* _DIRECTIONS_
Check every line of the material below for "slash". Give the number of lines that have it, and only that.

* _THE DATA_
________________
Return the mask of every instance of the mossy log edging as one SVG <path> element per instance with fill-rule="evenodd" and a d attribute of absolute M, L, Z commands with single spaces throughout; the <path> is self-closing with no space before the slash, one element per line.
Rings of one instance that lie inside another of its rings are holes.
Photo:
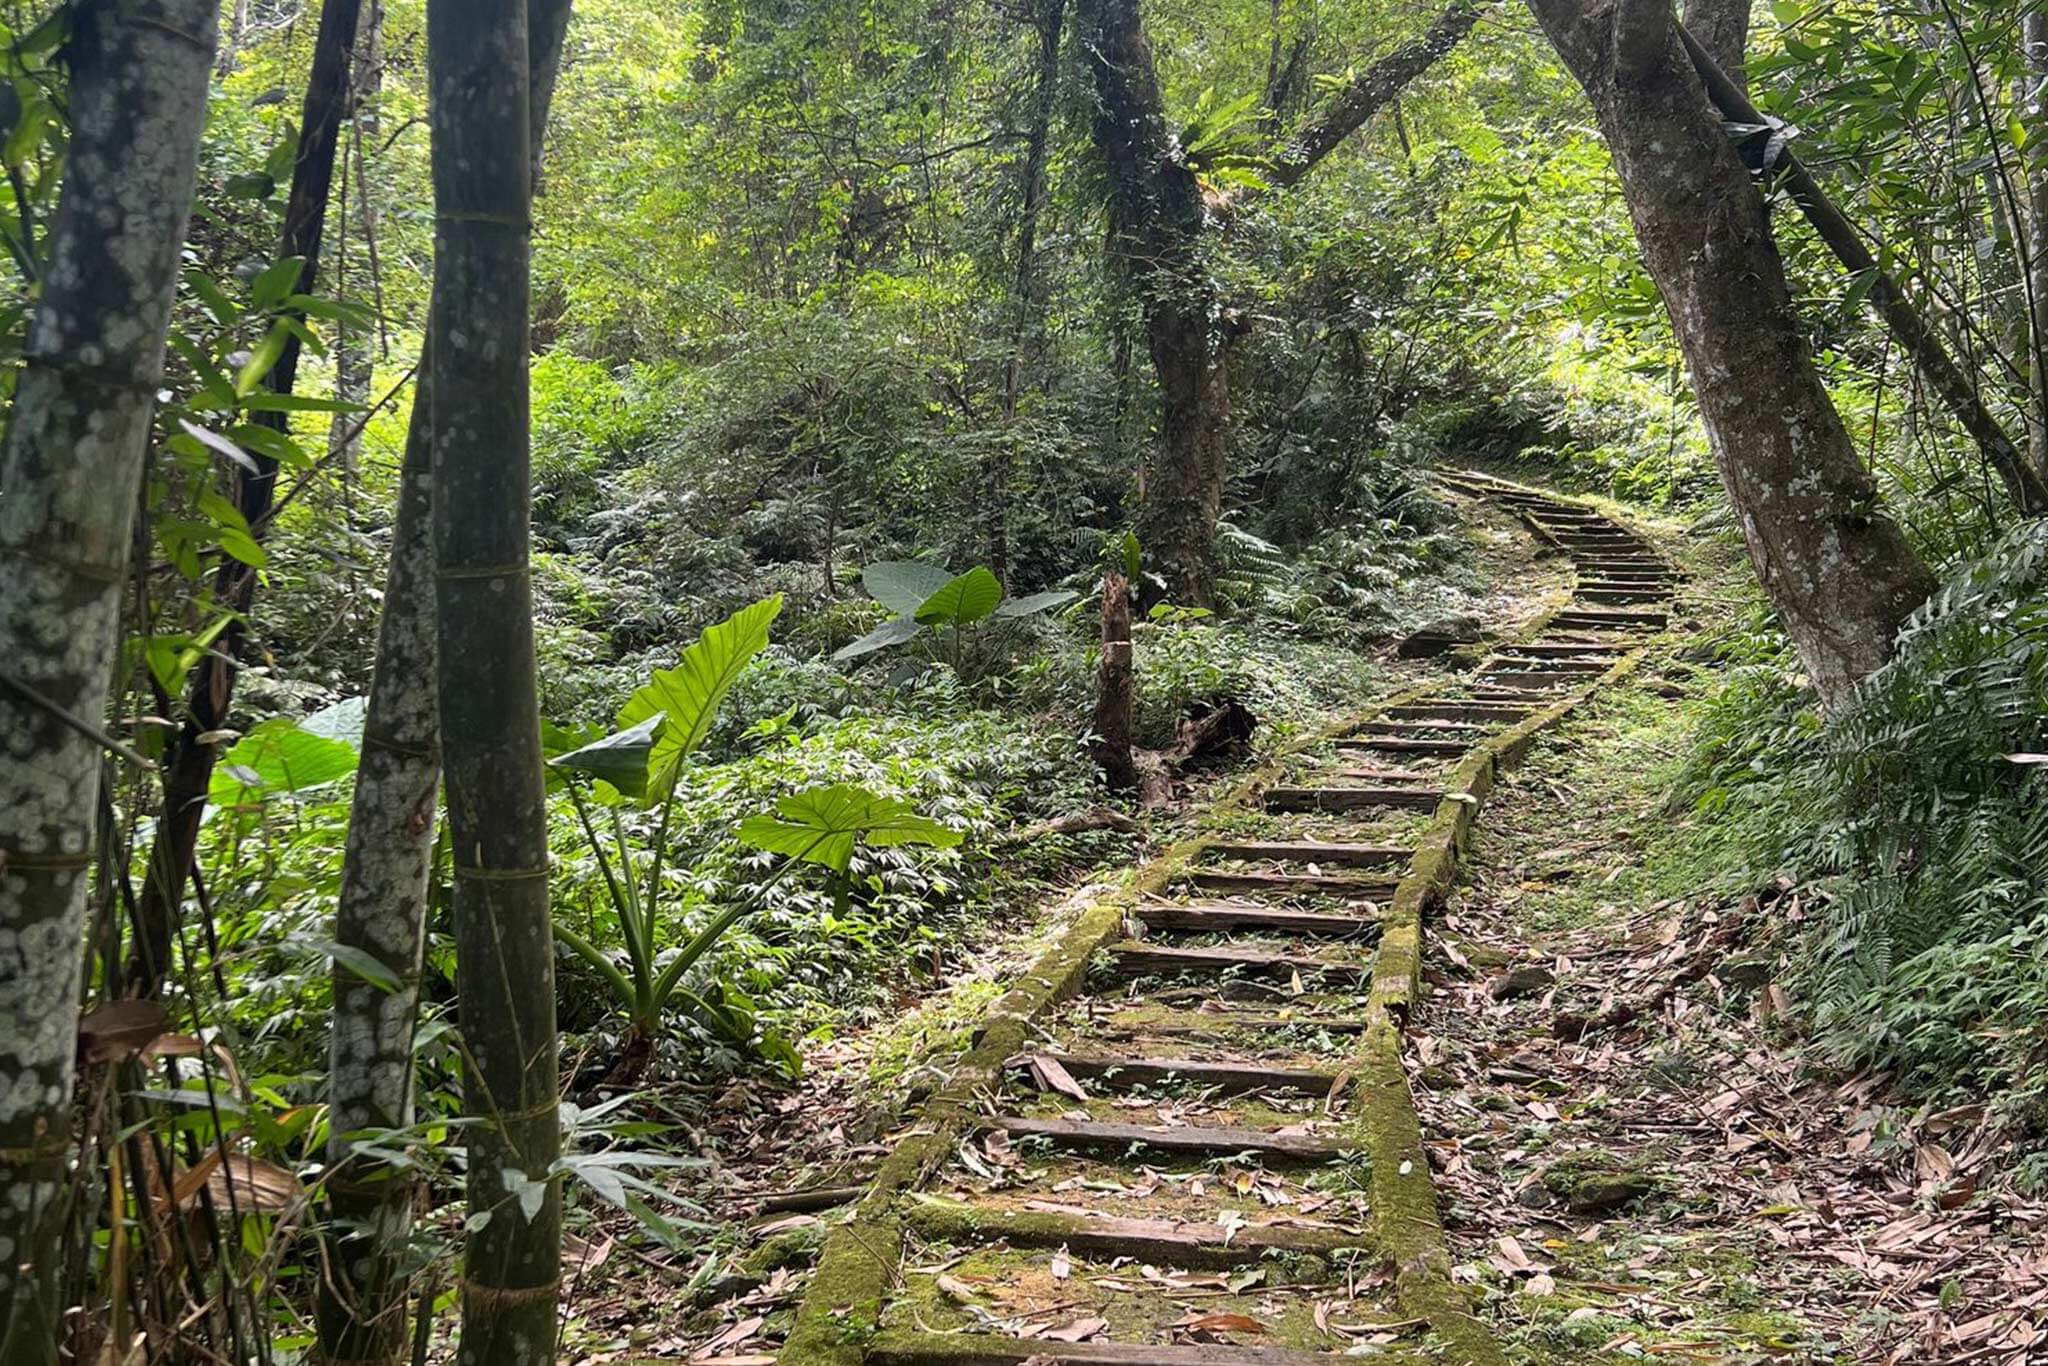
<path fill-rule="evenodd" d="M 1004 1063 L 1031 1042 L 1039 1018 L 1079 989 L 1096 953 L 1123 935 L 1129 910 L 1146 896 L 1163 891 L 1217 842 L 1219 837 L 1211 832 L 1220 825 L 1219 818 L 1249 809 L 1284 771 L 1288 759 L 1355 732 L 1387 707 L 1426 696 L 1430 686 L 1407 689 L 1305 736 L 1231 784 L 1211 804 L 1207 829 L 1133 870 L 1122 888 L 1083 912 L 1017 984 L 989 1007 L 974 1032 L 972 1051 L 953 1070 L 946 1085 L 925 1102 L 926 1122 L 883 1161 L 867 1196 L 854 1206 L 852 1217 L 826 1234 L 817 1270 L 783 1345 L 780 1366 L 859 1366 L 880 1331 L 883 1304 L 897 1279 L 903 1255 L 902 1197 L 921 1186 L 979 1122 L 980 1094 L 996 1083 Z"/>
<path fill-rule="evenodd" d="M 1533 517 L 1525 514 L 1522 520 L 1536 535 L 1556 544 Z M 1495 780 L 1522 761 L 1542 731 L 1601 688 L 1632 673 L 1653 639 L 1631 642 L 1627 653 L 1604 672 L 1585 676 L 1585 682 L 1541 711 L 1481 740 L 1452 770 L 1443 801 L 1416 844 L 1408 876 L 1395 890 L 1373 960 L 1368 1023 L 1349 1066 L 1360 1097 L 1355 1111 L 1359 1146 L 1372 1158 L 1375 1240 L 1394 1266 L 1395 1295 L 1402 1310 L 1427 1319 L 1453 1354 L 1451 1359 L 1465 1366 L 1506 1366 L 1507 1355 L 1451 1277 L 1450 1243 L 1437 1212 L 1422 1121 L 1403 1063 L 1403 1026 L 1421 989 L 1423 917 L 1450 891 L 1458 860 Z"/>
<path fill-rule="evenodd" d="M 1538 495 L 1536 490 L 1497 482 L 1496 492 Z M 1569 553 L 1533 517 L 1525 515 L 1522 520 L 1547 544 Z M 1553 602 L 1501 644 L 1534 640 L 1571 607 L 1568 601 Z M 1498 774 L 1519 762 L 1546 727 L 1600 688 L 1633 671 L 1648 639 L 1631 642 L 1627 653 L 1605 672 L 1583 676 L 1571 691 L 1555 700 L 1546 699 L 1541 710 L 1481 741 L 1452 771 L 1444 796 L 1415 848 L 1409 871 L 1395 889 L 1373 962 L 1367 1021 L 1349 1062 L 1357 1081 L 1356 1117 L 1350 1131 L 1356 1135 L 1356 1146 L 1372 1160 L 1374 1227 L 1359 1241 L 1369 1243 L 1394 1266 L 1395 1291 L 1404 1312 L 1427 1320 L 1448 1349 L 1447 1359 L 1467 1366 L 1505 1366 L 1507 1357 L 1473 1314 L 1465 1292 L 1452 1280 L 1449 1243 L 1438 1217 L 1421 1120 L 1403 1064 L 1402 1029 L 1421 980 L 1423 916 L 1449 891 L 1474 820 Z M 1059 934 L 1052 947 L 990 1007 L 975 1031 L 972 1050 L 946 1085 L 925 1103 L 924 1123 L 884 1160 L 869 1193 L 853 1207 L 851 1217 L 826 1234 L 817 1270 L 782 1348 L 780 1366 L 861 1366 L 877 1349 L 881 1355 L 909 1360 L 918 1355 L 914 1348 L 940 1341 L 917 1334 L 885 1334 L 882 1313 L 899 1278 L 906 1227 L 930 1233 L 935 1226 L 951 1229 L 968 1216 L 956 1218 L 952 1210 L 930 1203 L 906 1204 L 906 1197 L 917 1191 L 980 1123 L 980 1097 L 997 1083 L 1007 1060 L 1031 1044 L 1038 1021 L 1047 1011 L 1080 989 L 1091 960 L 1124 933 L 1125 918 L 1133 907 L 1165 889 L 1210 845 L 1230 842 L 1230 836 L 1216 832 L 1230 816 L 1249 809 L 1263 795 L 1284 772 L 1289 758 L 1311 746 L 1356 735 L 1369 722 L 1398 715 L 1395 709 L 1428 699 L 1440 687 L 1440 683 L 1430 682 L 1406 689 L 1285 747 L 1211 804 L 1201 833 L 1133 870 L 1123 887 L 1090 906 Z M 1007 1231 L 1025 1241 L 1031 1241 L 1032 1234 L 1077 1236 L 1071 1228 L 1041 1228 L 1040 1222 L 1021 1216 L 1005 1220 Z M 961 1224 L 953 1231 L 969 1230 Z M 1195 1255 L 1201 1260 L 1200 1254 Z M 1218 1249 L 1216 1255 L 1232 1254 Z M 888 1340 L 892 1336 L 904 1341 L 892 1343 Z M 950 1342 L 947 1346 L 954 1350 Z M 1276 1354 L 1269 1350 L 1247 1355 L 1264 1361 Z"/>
________________
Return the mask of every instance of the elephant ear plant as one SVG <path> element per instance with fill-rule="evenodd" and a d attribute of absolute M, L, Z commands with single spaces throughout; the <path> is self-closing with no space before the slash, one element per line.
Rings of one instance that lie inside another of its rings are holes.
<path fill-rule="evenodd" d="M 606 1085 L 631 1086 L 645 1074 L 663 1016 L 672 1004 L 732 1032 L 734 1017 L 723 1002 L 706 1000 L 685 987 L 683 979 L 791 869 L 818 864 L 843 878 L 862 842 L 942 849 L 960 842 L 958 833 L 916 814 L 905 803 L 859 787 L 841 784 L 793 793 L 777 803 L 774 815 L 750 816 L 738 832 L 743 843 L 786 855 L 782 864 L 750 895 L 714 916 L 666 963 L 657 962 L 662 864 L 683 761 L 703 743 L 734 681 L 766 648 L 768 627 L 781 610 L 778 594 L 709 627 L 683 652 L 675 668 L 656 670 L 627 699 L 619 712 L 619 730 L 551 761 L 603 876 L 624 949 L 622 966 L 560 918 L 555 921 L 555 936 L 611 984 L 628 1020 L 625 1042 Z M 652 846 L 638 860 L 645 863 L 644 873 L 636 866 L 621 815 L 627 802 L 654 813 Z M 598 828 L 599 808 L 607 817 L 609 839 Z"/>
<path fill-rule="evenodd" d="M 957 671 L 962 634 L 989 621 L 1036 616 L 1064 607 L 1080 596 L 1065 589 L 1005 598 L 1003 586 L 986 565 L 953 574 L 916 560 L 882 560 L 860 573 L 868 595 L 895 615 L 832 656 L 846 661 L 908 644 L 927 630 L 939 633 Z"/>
________________
* _ANSWER BELOW_
2